→ **What is asked**: Please copy the records, beginning at the line that has "the concrete debris." and stopping after the last line of the records. Scale every box coordinate in the answers by 0.2, rounding to whole numbers with halves rounded up, and keep all other lines unchanged.

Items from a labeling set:
-- Begin --

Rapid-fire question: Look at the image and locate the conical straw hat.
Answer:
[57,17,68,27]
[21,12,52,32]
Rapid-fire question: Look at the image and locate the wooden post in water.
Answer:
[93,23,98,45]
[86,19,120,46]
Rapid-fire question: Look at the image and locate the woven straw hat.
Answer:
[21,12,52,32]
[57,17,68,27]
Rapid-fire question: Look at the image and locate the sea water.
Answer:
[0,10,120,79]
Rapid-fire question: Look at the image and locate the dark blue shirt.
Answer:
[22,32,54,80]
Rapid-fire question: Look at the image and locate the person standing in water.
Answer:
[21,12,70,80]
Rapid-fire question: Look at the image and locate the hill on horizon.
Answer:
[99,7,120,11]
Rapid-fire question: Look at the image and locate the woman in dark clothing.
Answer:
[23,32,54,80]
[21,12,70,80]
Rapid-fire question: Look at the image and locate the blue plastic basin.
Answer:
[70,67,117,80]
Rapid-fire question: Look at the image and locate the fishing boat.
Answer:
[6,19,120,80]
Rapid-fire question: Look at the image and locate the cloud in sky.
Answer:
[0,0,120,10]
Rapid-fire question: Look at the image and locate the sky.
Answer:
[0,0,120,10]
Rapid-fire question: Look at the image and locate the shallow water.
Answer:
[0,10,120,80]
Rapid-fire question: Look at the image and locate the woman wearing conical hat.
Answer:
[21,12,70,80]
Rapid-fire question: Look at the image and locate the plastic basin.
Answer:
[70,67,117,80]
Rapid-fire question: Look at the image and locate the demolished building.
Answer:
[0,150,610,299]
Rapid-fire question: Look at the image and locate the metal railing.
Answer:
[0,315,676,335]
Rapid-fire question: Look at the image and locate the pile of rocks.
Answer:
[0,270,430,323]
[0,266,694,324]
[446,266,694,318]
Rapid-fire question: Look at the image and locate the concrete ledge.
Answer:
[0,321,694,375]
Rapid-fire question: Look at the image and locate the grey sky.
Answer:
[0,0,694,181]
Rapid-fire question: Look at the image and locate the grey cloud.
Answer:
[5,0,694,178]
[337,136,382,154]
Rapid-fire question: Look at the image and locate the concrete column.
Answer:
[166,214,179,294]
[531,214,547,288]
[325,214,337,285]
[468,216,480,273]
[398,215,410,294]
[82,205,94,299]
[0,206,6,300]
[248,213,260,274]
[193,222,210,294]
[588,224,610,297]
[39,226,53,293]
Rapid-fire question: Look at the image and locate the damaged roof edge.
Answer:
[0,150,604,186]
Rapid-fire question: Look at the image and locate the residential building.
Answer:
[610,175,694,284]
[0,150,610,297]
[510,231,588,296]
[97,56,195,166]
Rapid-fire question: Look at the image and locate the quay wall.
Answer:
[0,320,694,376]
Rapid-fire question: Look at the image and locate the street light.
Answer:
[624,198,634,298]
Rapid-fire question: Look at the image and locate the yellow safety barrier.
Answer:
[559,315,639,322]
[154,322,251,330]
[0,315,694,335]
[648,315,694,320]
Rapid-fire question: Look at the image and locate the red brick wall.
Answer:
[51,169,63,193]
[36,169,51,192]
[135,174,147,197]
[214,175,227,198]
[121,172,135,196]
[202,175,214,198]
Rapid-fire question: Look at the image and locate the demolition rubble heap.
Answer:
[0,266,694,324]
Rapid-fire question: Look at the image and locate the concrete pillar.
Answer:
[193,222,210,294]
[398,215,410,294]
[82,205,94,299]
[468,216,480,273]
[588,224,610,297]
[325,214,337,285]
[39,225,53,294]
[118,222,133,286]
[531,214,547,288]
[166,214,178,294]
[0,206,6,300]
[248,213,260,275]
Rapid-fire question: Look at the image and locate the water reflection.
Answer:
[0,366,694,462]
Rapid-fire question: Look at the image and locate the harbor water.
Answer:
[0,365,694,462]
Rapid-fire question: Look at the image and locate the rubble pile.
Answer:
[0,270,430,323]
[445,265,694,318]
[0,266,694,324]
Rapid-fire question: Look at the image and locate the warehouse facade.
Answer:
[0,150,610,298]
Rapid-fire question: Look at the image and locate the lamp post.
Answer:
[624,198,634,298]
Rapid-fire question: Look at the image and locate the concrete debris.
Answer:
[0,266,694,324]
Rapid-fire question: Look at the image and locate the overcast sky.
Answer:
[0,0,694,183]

-- End --

→ **Finished exercise**:
Rapid-fire question: Look at the image and locate the concrete debris.
Answer:
[0,53,139,65]
Rapid-fire question: Look at the image and locate the overcast sky.
Answer:
[0,0,139,37]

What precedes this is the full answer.